------ Listed records

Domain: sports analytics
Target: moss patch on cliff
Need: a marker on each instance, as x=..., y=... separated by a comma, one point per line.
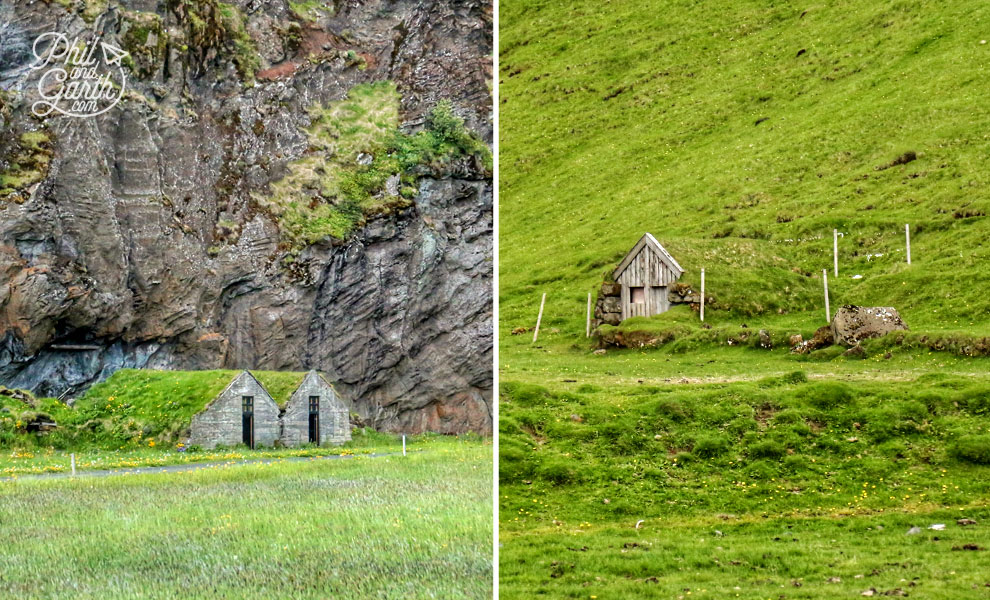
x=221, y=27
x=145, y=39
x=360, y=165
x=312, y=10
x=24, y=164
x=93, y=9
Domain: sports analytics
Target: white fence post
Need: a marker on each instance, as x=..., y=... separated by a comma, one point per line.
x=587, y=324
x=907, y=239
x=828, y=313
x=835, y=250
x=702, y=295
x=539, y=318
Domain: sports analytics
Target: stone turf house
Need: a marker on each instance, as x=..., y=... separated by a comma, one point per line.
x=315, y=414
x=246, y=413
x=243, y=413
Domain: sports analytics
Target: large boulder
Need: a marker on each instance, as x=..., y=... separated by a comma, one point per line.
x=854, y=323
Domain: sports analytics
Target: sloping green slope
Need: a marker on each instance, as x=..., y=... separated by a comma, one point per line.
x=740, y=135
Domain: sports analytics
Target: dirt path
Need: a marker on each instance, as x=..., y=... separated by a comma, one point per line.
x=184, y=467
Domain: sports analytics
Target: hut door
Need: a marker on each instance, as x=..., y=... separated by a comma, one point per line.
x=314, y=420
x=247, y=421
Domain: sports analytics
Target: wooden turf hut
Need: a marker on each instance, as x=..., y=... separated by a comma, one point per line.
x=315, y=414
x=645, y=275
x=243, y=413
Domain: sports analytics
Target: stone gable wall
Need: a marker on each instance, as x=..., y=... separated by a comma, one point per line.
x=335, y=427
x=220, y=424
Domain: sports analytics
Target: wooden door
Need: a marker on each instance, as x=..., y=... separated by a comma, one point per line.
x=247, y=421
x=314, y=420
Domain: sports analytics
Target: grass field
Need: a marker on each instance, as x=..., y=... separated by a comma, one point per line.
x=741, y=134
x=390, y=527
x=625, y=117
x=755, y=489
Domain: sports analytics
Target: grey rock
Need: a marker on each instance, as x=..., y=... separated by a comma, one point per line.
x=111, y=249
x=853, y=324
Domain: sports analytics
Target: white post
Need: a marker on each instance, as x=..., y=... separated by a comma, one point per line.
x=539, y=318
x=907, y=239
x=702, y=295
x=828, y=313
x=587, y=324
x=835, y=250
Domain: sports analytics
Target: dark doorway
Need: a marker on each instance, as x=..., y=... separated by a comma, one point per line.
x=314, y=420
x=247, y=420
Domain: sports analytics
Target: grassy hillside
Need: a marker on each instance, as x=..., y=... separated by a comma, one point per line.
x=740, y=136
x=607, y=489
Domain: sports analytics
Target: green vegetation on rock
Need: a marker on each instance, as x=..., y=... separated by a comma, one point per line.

------------
------ Listed records

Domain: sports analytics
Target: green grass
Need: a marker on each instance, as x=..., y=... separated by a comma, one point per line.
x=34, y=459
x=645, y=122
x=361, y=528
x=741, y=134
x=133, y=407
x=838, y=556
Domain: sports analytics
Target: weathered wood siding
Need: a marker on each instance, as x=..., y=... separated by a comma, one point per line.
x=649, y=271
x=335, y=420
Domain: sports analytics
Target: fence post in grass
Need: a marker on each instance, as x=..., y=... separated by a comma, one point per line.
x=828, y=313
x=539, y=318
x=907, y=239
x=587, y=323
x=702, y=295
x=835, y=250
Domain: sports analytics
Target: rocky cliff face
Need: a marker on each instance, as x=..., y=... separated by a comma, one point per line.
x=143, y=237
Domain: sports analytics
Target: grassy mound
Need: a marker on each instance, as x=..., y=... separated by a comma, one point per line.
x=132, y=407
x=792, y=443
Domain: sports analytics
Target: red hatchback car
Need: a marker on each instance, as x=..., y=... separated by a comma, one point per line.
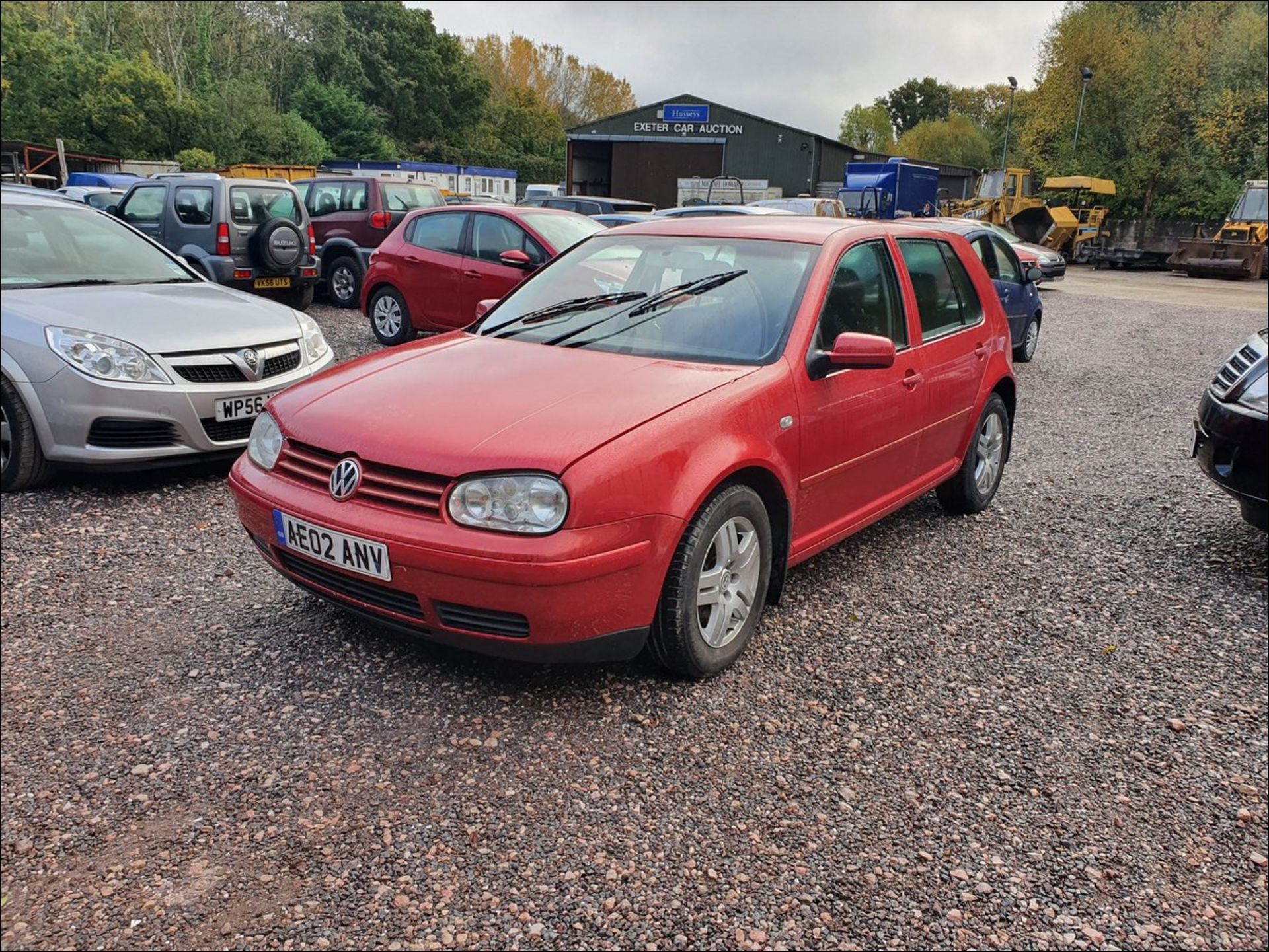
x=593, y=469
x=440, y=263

------------

## Goal
Show every line of the listing that contains the word "turf", matching case exactly.

## Answer to the exercise
Target: stone turf house
Target: wooden turf hut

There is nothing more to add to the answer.